(Object point labels)
________________________________________

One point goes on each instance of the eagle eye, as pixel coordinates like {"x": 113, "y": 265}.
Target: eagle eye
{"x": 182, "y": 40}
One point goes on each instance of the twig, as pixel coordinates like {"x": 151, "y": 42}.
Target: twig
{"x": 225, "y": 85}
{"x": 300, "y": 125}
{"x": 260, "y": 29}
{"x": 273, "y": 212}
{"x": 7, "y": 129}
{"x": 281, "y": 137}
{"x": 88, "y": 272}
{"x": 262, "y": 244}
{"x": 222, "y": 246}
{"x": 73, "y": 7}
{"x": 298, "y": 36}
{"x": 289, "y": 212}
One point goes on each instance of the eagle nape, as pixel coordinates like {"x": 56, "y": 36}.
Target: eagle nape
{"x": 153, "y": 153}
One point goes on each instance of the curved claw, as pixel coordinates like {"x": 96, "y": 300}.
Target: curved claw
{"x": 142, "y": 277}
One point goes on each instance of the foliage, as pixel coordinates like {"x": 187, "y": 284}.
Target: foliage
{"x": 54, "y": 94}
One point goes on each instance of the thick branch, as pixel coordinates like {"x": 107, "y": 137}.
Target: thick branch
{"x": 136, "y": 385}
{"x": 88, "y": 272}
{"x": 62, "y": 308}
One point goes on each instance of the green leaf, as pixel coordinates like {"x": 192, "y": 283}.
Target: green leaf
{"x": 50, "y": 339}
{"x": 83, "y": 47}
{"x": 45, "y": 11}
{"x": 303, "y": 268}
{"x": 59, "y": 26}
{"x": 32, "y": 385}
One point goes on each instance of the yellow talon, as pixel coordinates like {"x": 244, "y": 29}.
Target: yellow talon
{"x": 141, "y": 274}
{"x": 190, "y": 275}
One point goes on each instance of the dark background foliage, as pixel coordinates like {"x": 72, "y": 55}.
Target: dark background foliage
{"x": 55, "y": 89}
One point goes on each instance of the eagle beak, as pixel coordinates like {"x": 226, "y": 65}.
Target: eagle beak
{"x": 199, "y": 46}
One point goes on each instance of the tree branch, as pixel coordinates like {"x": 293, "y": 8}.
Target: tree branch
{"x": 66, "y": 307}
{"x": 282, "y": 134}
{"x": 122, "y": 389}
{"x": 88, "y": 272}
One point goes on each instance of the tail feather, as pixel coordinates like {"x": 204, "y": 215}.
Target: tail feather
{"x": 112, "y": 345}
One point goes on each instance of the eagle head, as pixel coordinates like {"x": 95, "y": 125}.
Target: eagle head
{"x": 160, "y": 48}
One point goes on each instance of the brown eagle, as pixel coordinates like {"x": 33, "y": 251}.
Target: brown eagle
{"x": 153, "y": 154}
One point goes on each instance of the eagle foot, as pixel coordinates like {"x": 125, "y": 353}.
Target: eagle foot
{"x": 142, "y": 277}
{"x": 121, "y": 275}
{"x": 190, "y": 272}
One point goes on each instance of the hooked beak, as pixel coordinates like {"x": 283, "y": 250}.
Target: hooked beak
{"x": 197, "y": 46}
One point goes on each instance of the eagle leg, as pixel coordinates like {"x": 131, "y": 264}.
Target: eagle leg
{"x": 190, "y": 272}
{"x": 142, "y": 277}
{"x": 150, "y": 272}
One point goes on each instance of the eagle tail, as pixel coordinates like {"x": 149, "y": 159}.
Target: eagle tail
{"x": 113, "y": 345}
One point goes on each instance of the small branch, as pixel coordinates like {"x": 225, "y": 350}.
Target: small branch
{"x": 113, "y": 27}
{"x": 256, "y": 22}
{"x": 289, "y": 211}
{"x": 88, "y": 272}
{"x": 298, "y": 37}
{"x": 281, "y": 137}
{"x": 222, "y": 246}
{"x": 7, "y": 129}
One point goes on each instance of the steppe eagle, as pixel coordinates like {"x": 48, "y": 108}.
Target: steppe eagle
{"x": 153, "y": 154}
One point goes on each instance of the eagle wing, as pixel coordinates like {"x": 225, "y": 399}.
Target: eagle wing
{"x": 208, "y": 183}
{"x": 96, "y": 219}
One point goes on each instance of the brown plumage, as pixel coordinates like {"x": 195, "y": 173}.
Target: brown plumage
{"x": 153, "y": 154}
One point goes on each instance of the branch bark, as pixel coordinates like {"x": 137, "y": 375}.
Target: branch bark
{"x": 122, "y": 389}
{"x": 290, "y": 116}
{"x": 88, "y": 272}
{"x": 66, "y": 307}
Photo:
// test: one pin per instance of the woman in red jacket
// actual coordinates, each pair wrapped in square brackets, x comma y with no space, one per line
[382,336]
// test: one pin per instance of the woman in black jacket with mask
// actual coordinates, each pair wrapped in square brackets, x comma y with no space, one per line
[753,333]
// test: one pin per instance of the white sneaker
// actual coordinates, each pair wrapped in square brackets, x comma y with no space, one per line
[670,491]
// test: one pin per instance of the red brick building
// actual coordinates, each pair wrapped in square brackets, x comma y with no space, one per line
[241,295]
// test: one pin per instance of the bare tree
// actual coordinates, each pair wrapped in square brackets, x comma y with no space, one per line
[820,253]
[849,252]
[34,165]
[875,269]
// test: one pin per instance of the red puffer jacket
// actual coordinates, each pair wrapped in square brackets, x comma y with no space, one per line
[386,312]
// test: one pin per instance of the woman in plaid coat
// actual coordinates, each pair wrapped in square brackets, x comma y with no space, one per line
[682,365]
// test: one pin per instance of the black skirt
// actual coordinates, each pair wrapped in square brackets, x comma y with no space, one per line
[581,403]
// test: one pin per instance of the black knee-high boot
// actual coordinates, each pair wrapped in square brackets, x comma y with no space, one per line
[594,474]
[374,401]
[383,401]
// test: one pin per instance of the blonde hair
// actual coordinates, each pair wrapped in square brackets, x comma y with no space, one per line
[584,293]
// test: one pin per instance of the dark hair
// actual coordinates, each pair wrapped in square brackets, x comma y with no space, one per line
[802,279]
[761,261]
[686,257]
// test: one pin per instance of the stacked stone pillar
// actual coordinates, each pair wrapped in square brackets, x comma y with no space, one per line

________________________________________

_The task_
Rewrite the items starting at the line that contains "the blonde hair" and continuing through the end of the items, keeping every request line unchanged. Multiply each coordinate in the answers by 1.85 and round to the nearest whole number, with halves rounded up.

_Result of the task_
// test: one pin per instance of the blonde hair
// actual coordinates, each pair wrapped in square brackets, x comma y with no space, one per line
[1080,542]
// test: one pin per instance of the dark hair
// actual coordinates, each pair wrapped in square brackets, x comma y with no space, one per line
[1484,516]
[1408,483]
[1269,475]
// test: one pin per instance of the stacked stone pillar
// actual coordinates, each pair wrapped in square brackets, x comma y with no space, one per line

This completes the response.